_QUOTED PASSAGE:_
════

The Venetian School
Summary of The Venetian School
A celebratory lust for life, a thriving commercial port, and the influence of High Renaissance ideals of beauty and grandeur led artists in 15th and 16th century Venice to inject a bold new sumptuousness into the world of art. The Venetian School, which arose during this thriving cultural moment, breathed fresh life into the worlds of oil painting and architecture by combining inspiration from classical-oriented forebears with a new impetus toward lush color and a distinctly Venetian adoration of embellishment. With a slight nod toward the hedonistic, much of the artwork of this time, regardless of subject matter or content, was woven with the underlying message that the joyous act of being alive was to be considered with a sense of revelry and enjoyment.
The Venetian School refers to the distinctive art that developed in Renaissance Venice beginning in the late 1400's, and which, led by the brothers Giovanni and Gentile Bellini, lasted until 1580. It's also called the Venetian Renaissance, and its style shared the Humanist values, the use of linear perspective, and naturalistic figurative treatments of Renaissance art in Florence and Rome. The second, related use of the term is the Venetian School of Painting, which beginning in the Early Renaissance lasted until the 18th century, and includes artists like Tiepolo, associated with the Rococo and Baroque movements, as well as Antonio Canaletto, known for his painting of Venetian cityscapes, and Francesco Guardi.

════

_DATASET ENTRIES:_

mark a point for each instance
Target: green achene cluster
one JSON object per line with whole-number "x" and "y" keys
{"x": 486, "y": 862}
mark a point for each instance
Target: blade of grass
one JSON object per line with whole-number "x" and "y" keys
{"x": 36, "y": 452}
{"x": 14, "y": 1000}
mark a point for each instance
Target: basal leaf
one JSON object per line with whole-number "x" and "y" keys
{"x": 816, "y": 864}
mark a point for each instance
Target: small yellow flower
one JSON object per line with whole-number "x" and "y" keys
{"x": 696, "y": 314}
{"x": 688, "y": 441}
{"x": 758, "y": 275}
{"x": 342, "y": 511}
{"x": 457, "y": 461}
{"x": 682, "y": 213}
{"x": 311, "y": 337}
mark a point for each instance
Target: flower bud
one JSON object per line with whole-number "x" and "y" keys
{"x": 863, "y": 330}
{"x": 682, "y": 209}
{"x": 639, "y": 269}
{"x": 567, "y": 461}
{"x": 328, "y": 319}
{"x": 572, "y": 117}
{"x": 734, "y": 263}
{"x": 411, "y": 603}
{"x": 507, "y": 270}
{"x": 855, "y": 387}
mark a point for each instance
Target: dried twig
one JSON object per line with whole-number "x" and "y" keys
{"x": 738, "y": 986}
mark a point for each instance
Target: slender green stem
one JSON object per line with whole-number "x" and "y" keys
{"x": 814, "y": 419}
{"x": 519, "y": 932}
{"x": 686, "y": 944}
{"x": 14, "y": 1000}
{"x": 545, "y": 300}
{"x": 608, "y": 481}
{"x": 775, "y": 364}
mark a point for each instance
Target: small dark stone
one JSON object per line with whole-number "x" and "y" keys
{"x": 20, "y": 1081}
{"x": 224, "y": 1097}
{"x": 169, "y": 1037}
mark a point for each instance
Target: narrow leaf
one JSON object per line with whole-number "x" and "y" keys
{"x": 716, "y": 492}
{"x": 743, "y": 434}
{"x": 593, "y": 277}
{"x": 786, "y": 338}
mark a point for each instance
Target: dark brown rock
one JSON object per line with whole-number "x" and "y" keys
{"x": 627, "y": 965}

════

_TASK INSTRUCTIONS:_
1) According to the Venetian School summary, which brothers led the distinctive art that developed in Renaissance Venice?
2) Copy the Venetian School summary word for word, from "The Venetian School refers" up to and including "and Francesco Guardi.".

_SOLUTIONS:_
1) Giovanni and Gentile Bellini.

2)
The Venetian School refers to the distinctive art that developed in Renaissance Venice beginning in the late 1400's, and which, led by the brothers Giovanni and Gentile Bellini, lasted until 1580. It's also called the Venetian Renaissance, and its style shared the Humanist values, the use of linear perspective, and naturalistic figurative treatments of Renaissance art in Florence and Rome. The second, related use of the term is the Venetian School of Painting, which beginning in the Early Renaissance lasted until the 18th century, and includes artists like Tiepolo, associated with the Rococo and Baroque movements, as well as Antonio Canaletto, known for his painting of Venetian cityscapes, and Francesco Guardi.